> Quoted passage
There is no dispute that the application and the security filed is within limitation. There is also no dispute that taking into consideration the application and the security, the Court ordered the parties to produce evidence. In such circumstances, I am of the view that the trial Court waswrong in taking a very strict view of Section 17 of the Act. There is no dispute also that there can be an oral permission for filing security and looking to the circumstances of the case, I feel that it should be held that the trial Court impliedly gave permission to file security to the petitioner instead of depositing the amount. The similar point came before this Court in Chintesao v. Lakhnibai (1960 MPLJ (Notes) 4), and in that case, it was held as under :--

'The defendant moved a petition, under Order 9, Rule 13, Civil Procedure Code for setting aside an ex parte decree, along with a security bond as required by Section 17 of the Provincial Small Cause Courts Act. The plaintiff contended that the security bond was without the prior permission of the Court. The trial Court accepting the plaintiff's contention, dismissed the petition.

Held, that the trial Court took a very highly technical view of the matter. Although Section 17 requires that furnishing of the security bond should be with prior permission of the Court, yet that permission can be oral and so long as the bond is filed within the period of limitation, the requirements of law would be deemed to have been complied with.'

I am in full agreement with the above proposition. Therefore, the objection that no written permission was taken in the trial Court before filing the security has no force and I reject it. 6. The second objection is regarding the verification of the security. The submission is that the security should have been verified within thirty days and after thirty days, the Court has no jurisdiction to verify the security. Section 17 of the Act lays down that the petitioner should 'give such security'. The meaning of this expression was considered by a Full Bench of the Andhra Pradesh High Court in Satyanarayana v. Ramabrahman (AIR 1960 Andh Pra 230). It was held in that case as under:--

'An unregistered security bond is sufficient compliance with the law. provided the delay in getting it registered is not due to any fault of the applicant himself. Where security is tendered within the time and proves, even though tested after the time, eventually to be sufficient, the appli-cant must be deemed to have complied with the requirements of the proviso The words 'give such security' may be construed to mean 'tender such security. AIR 1956 Mad 422 and AIR 1933 Pat 279, Rel. on.'

The question that then arises is that if such a security is found to be insufficient or defective, what should be the fate of the application under Order 9, Rule 13, Civil P. C., presented for setting aside the ex parte decree. This aspect along with the aspect which is mentioned above was considered in Dukhia Ganju v. Ramchandra, (AIR 1968 Pat 271). The order is delivered by Hon. Untwalia, J., in which he has approved the proposition of law laid down in Satyanarayana v. Ramabrah-man (AIR 1960 Andh Pra 230) (FB) and in Rajeshwari Prasad Singh v. Brahamanand Lal (AIR 1933 Pat 279), and he has held as under:--

'......The question of sufficiency ofsecurity or the registration of the security bond may take time and this may be completed later. In that event, he takes the risk and his application for setting aside of ex parte decree is liable to be thrown out if the security is found insufficient on that ground alone.'

Therefore, relying on these two rulings, I hold that their films of the security itself was sufficient compliance of the provisions of Section 17 of the Act, and it can be verified even after thirty days.

7. Therefore, the result is that the revision is allowed, the order of the trial Court is set aside and the case is sent back to it for disposal according to law in the light of the observations made above. Parties to bear their own costs.

> Directions
Can you transcribe the stretch of the judgment from "Therefore, relying on" through "their own costs."?

> Dataset
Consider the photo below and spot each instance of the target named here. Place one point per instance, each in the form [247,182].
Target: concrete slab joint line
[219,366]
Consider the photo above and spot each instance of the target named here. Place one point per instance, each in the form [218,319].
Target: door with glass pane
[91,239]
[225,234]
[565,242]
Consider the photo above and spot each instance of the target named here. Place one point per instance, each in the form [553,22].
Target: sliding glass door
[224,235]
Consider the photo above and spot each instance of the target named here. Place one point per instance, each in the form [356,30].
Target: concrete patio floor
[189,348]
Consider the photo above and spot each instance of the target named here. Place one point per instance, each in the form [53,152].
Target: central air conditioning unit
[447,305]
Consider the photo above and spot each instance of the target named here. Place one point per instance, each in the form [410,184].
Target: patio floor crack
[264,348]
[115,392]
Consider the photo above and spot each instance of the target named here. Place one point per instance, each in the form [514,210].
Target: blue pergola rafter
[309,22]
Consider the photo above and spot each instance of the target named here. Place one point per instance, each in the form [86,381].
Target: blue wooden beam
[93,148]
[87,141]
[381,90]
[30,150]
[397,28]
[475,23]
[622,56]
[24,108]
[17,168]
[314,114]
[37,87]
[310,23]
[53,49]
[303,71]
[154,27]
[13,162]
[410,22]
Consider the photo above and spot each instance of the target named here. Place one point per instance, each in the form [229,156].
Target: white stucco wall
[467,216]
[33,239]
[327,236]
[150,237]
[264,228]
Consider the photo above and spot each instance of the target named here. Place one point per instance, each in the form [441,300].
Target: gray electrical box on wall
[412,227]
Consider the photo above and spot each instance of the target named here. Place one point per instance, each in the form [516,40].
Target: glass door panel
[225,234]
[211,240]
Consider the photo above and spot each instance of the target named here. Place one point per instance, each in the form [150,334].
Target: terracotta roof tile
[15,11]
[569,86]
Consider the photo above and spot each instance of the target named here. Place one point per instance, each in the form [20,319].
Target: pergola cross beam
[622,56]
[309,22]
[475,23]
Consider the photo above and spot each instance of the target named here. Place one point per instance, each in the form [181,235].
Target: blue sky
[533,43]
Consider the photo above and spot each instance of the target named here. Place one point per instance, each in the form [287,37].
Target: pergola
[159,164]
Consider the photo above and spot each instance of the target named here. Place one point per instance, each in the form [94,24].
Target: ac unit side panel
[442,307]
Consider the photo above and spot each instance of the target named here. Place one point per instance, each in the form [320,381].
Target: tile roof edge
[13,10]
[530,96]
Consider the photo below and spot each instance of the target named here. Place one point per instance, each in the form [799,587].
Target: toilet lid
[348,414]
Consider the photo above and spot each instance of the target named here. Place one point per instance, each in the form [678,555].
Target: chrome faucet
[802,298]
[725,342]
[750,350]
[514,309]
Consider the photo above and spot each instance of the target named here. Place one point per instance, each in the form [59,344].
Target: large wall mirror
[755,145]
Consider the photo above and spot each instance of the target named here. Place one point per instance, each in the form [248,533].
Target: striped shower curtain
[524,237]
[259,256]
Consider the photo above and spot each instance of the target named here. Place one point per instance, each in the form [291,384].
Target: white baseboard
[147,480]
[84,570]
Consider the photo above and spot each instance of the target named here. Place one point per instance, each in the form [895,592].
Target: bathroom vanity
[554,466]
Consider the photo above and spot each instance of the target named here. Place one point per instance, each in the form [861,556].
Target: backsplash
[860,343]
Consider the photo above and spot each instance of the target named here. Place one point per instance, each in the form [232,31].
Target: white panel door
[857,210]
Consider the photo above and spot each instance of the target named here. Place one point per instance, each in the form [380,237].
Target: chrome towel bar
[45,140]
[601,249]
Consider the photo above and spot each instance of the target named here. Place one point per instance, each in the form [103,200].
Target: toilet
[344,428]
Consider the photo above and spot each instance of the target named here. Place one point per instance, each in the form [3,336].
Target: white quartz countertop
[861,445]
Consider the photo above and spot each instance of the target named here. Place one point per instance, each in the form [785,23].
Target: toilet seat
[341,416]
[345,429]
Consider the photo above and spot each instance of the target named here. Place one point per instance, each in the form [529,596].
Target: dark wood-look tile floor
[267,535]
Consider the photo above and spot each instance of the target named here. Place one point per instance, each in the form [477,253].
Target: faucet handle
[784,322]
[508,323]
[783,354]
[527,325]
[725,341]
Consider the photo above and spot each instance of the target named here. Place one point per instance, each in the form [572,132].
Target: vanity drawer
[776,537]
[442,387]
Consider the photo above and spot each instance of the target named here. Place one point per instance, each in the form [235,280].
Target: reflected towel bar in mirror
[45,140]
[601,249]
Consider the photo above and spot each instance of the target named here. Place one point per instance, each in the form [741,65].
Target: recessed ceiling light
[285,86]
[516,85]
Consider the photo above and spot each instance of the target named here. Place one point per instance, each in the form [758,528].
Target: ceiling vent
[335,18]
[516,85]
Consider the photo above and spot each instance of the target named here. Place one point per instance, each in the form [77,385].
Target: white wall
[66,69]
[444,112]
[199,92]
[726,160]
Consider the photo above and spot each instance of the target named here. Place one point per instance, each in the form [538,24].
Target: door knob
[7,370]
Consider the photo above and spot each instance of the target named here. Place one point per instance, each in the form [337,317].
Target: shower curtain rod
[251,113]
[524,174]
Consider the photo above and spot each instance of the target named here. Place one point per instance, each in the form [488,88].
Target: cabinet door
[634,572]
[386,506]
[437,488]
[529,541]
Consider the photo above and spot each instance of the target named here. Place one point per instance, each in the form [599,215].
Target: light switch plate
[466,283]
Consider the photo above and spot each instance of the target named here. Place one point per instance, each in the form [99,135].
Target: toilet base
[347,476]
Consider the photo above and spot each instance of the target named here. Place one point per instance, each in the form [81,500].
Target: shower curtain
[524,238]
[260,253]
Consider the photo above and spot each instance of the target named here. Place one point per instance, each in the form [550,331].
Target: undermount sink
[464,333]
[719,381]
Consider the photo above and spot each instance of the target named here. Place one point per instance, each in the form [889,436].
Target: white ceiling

> Expected answer
Therefore, relying on these two rulings, I hold that their films of the security itself was sufficient compliance of the provisions of Section 17 of the Act, and it can be verified even after thirty days.

7. Therefore, the result is that the revision is allowed, the order of the trial Court is set aside and the case is sent back to it for disposal according to law in the light of the observations made above. Parties to bear their own costs.